(EXTRACT PROVIDED)
Jesus was not about the business of religion.  He was about making a way for us to have relationship with God.  How does this happen?  To answer that, we have to remember something about the nature of God.  The great ancient confessions of the church affirm that God is a Trinity –  Father, Son, and Holy Spirit. This doctrine has some practical implications related to community, love, and self-sufficiency of the God-head.

Bottom line: God needs nothing.   That said, the triune God wants to share with us all the experiences God enjoys as a triune being.  That’s the LOVE part that is at the root of God’s DNA (1 John 4:7-8)

How does God share this LOVE with us?  By brining us into the life of the Trinity.  In a prior blog, I offered this thought from theologian Baxter Kruger.

Over 40 times, John tells us in his gospel that Jesus Christ was sent by God the Father. John saw that the coming of Jesus Christ, his death on the cross, flowed out of the endless love of the Father for us and out of his unyielding determination that His purpose for us would be fulfilled. The death of Jesus Christ is the revelation of the fact that the Father has never abandoned us, never forsaken us, that He refuses to go back on his dream to include us in the circle of life. Jesus death is a part of the fulfillment of the eternal purpose of God, part of the seamless movement designed to lay hold of the human race and lift us up into the Trinitarian life of God.

What Baxter, the early church fathers, and the scriptures testify to is that Jesus, the SON, came to live among us as one of us in flesh (John 1:1). The aim is to redeem humanity from the curse of sin and death in ADAM (Romans 5).  His purpose was to create in himself a NEW humanity, adopting us into fellowship with GOD (Ephesians 2).
(End EXTRACT PROVIDED)
(SOURCE INFORMATION)
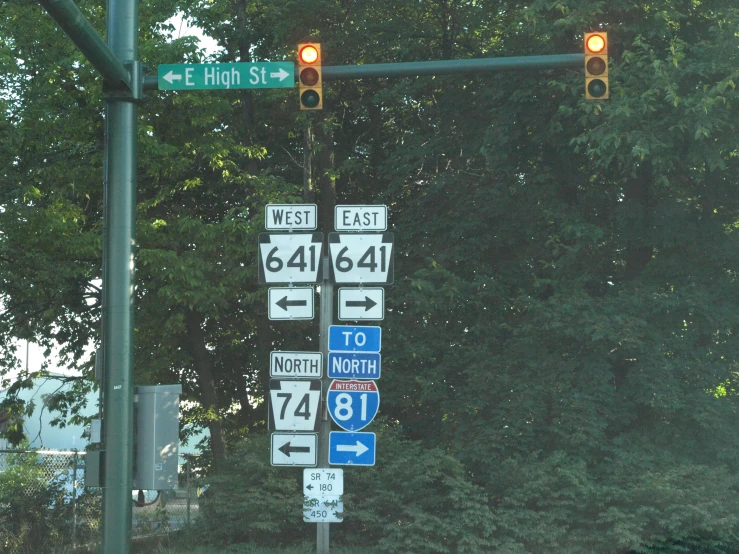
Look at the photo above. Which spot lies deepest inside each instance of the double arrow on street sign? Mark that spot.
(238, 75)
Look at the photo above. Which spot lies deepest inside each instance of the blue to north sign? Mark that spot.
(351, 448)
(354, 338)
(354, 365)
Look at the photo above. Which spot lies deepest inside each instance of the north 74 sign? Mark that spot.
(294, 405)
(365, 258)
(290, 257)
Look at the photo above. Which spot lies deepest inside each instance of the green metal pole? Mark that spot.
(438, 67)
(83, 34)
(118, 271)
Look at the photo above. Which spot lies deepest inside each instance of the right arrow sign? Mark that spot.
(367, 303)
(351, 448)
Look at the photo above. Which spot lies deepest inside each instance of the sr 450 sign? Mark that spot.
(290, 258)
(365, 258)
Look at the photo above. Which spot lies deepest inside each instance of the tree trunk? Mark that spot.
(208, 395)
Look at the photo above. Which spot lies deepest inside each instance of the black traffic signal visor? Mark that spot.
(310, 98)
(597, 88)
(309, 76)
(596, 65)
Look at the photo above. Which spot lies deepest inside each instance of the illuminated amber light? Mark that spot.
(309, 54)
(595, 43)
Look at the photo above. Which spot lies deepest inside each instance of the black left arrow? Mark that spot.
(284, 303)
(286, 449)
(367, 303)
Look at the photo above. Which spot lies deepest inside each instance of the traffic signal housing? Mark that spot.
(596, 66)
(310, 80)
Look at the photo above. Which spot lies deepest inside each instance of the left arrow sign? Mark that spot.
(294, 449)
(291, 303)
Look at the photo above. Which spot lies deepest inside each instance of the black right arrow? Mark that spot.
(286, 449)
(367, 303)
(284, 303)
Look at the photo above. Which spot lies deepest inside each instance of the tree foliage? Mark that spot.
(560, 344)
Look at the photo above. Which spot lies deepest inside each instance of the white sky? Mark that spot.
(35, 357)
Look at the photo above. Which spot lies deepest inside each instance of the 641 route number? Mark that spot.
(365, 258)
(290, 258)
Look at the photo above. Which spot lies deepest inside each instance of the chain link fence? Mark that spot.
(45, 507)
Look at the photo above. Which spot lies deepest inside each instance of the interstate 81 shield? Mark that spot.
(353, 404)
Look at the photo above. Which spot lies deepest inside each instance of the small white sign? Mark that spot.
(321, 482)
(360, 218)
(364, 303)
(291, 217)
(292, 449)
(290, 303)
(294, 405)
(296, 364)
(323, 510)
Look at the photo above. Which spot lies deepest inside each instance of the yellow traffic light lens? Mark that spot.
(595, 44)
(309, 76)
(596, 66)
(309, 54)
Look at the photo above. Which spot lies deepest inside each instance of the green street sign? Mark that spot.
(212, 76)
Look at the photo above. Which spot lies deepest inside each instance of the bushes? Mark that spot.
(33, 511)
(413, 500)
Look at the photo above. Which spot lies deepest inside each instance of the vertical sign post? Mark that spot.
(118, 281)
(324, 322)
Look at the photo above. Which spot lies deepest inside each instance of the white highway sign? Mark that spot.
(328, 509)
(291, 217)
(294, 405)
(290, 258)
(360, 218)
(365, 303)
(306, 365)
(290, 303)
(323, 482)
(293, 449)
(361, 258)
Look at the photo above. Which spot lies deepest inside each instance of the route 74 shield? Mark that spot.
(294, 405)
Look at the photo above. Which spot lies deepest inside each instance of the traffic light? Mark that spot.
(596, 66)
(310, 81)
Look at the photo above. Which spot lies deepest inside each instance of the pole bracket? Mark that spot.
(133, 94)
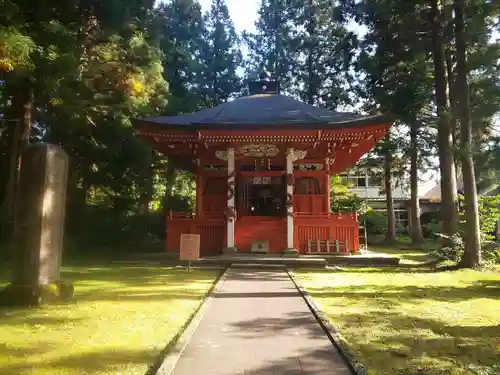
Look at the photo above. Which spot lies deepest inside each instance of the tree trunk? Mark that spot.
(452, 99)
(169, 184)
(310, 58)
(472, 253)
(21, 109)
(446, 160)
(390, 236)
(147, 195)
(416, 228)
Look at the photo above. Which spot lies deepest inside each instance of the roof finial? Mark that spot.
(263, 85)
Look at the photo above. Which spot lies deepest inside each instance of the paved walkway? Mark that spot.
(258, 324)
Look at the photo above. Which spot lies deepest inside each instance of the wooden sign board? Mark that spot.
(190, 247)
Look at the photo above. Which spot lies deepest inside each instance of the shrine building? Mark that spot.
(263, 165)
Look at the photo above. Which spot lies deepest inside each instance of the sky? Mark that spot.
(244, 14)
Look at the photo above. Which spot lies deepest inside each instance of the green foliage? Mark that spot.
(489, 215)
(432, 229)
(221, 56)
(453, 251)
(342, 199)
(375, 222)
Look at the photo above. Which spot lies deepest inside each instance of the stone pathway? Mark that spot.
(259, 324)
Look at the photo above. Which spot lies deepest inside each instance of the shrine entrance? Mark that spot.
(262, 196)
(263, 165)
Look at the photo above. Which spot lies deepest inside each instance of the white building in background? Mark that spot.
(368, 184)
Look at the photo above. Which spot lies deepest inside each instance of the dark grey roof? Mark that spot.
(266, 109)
(End SOURCE INFORMATION)
* SET OF TASKS
1) Reproduce the passage on the Trinity from "Jesus was not" to "of the God-head.".
2) Answer these questions from the passage on the Trinity:
(a) Which three persons does the doctrine of the Trinity name?
(b) Which theologian is credited with the thought offered in a prior blog?
(c) How many times does John say in his gospel that Jesus Christ was sent by God the Father?
The entries come from a source separate from the passage on the Trinity.

* SOLUTION SET
1)
Jesus was not about the business of religion.  He was about making a way for us to have relationship with God.  How does this happen?  To answer that, we have to remember something about the nature of God.  The great ancient confessions of the church affirm that God is a Trinity –  Father, Son, and Holy Spirit. This doctrine has some practical implications related to community, love, and self-sufficiency of the God-head.

2)
(a) The Father, the Son, and the Holy Spirit.
(b) Baxter Kruger.
(c) Over 40 times.